• **PROMPT**
Both the line below containing "387L192 441L185 556L267" and the line containing "positive clicks: (223, 548)", along with every line between them, should be repeated exactly; no other line belongs in the answer.

• **RECORDED DATA**
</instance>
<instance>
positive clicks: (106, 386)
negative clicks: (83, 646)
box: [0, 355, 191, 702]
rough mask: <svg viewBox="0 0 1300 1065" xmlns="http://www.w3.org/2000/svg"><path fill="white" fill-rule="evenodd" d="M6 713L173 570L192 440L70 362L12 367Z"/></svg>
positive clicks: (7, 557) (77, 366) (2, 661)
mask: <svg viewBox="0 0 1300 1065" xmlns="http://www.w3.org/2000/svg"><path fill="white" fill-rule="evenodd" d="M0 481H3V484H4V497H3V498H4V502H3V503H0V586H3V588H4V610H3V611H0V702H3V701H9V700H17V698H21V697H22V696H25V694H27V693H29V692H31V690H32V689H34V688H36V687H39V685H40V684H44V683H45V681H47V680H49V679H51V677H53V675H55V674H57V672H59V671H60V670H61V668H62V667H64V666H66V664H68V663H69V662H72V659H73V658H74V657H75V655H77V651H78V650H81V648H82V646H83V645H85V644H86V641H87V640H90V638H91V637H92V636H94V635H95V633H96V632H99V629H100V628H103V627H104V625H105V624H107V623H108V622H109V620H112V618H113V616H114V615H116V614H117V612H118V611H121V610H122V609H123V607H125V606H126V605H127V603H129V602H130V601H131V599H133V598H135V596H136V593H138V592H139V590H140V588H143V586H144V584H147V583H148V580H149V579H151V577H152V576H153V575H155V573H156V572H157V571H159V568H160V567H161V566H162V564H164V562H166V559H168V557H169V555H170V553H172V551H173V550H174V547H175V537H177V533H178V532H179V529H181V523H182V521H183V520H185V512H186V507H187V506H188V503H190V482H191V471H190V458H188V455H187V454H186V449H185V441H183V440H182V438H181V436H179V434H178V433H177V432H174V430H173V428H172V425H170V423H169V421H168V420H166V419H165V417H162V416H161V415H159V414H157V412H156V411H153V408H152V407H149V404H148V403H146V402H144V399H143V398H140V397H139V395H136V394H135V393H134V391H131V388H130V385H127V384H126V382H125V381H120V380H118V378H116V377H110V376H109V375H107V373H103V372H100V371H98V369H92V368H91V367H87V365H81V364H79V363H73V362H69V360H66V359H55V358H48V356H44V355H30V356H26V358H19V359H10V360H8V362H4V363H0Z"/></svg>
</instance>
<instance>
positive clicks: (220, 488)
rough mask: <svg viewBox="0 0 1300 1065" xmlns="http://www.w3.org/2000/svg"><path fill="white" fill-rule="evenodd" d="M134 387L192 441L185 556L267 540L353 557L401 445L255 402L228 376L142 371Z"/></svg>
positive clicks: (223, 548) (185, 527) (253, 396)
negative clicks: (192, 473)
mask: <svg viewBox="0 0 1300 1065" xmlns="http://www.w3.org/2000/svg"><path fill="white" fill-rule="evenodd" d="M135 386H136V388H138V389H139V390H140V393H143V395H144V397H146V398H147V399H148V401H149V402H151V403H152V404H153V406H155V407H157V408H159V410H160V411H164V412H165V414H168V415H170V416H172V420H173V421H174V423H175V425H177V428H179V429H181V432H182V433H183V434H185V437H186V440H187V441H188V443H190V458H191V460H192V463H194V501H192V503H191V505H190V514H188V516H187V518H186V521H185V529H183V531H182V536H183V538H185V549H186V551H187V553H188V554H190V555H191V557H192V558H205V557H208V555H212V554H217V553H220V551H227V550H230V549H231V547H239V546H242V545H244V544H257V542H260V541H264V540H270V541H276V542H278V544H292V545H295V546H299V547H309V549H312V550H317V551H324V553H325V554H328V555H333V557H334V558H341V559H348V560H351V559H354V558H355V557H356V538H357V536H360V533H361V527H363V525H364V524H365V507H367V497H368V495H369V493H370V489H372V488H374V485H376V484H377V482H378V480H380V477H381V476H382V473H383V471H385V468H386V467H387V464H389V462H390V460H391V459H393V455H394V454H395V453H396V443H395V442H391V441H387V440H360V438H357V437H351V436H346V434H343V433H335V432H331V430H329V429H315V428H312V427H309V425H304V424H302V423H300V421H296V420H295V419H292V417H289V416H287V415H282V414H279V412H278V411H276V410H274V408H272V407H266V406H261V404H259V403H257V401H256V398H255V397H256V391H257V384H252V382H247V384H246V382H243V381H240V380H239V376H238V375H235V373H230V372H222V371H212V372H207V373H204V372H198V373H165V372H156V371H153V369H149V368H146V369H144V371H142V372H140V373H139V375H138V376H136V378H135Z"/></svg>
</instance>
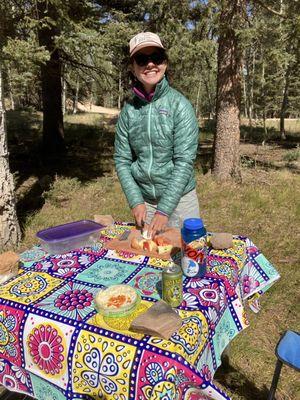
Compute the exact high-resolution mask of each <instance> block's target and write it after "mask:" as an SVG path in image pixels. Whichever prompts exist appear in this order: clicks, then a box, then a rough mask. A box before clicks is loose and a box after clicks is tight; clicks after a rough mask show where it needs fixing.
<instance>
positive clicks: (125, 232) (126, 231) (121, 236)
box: [118, 229, 131, 240]
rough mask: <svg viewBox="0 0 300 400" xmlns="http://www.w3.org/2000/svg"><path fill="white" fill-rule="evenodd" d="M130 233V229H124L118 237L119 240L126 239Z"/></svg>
mask: <svg viewBox="0 0 300 400" xmlns="http://www.w3.org/2000/svg"><path fill="white" fill-rule="evenodd" d="M130 233H131V229H126V230H125V231H124V232H123V233H122V234H121V235H120V236H119V237H118V239H119V240H126V239H128V236H129V235H130Z"/></svg>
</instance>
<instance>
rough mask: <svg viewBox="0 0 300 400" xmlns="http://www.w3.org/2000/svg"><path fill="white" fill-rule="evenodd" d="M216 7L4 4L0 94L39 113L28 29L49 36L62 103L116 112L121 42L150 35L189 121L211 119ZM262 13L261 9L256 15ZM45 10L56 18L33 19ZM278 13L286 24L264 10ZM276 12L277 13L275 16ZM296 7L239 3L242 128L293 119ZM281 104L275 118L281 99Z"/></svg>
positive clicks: (38, 67) (127, 5)
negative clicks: (89, 105) (7, 97)
mask: <svg viewBox="0 0 300 400" xmlns="http://www.w3.org/2000/svg"><path fill="white" fill-rule="evenodd" d="M221 3H222V2H221V1H220V0H215V1H209V2H202V1H201V2H200V1H190V0H184V1H180V2H174V1H171V0H140V1H139V0H125V1H122V2H119V1H111V0H110V1H108V0H105V1H101V2H100V1H96V0H95V1H92V2H91V1H88V0H74V1H72V2H71V1H63V0H49V2H46V1H44V0H39V1H38V3H36V2H35V1H33V0H29V1H28V0H26V1H25V0H18V2H17V4H18V7H16V2H15V1H14V0H7V1H6V2H1V5H0V12H1V15H0V27H1V28H0V39H1V43H2V45H3V52H1V54H2V58H3V57H4V59H5V60H6V61H5V67H6V75H5V83H6V85H5V90H6V93H7V96H9V97H12V98H13V99H14V101H15V103H16V105H19V106H20V107H23V106H25V105H26V104H28V105H35V106H36V107H37V108H38V107H39V97H40V94H39V92H40V88H39V81H40V77H39V66H40V64H41V63H43V62H45V61H46V60H47V59H48V57H49V54H47V52H46V51H45V50H44V49H43V47H41V46H39V44H38V43H39V42H38V29H40V28H42V27H43V28H45V27H50V26H52V27H55V28H57V34H56V36H55V44H56V47H57V48H58V49H59V51H60V56H61V60H62V63H63V74H64V81H65V83H66V93H65V94H66V98H69V99H70V100H74V102H75V98H77V97H78V99H79V100H81V101H92V102H93V103H95V104H100V105H106V106H110V107H116V106H119V105H122V103H123V101H124V99H125V98H126V96H127V94H128V91H129V79H128V65H127V61H128V41H129V39H130V38H131V37H132V36H133V35H134V34H136V33H137V32H139V31H147V30H150V31H151V30H152V31H154V32H157V33H158V34H159V35H160V36H161V38H162V40H163V42H164V44H165V46H166V48H167V49H168V53H169V59H170V66H169V75H170V76H171V78H172V84H173V85H174V86H175V87H176V88H177V89H179V90H180V91H182V92H183V93H184V94H185V95H186V96H187V97H188V98H189V99H190V100H191V102H192V103H193V105H194V107H195V109H196V112H197V114H198V116H201V117H210V118H213V117H214V114H215V100H216V99H215V96H216V82H217V76H216V75H217V39H218V32H219V28H220V26H219V19H218V18H219V8H220V5H221ZM262 3H263V5H264V7H263V6H261V4H262ZM36 4H44V5H45V7H47V4H48V5H51V6H53V7H54V8H55V10H56V11H55V12H56V15H57V18H55V19H54V18H51V17H50V16H49V15H48V14H47V13H45V14H43V15H39V16H38V15H37V11H36ZM266 7H268V8H269V9H274V10H275V11H277V12H282V13H283V14H284V15H285V16H286V18H280V17H279V16H278V15H276V14H274V13H272V12H270V10H267V9H266ZM280 7H281V8H280ZM299 7H300V6H299V2H296V1H287V0H281V1H279V0H268V1H266V2H256V1H255V0H252V1H250V0H249V2H248V9H247V14H246V15H245V16H244V20H243V21H242V26H239V27H238V28H237V34H238V38H239V45H240V47H241V49H242V51H243V54H244V66H243V74H242V77H243V82H244V91H243V101H242V113H243V114H244V115H245V116H246V117H248V118H249V117H250V118H251V119H255V118H263V117H265V118H268V117H279V115H280V113H281V112H284V115H285V116H286V117H288V116H291V117H298V116H299V113H300V111H299V104H300V82H299V79H298V77H299V73H300V69H299V68H300V67H299V65H300V62H299V61H300V44H299V43H300V17H299V14H300V9H299ZM287 84H288V101H287V105H286V109H284V110H283V111H282V104H283V92H284V88H285V87H286V86H287Z"/></svg>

• **RESPONSE TO THE EXERCISE**
rough mask: <svg viewBox="0 0 1300 1065" xmlns="http://www.w3.org/2000/svg"><path fill="white" fill-rule="evenodd" d="M134 387L192 441L185 556L267 540L353 557L401 445L255 402L228 376L142 371Z"/></svg>
positive clicks: (223, 548) (185, 527) (253, 396)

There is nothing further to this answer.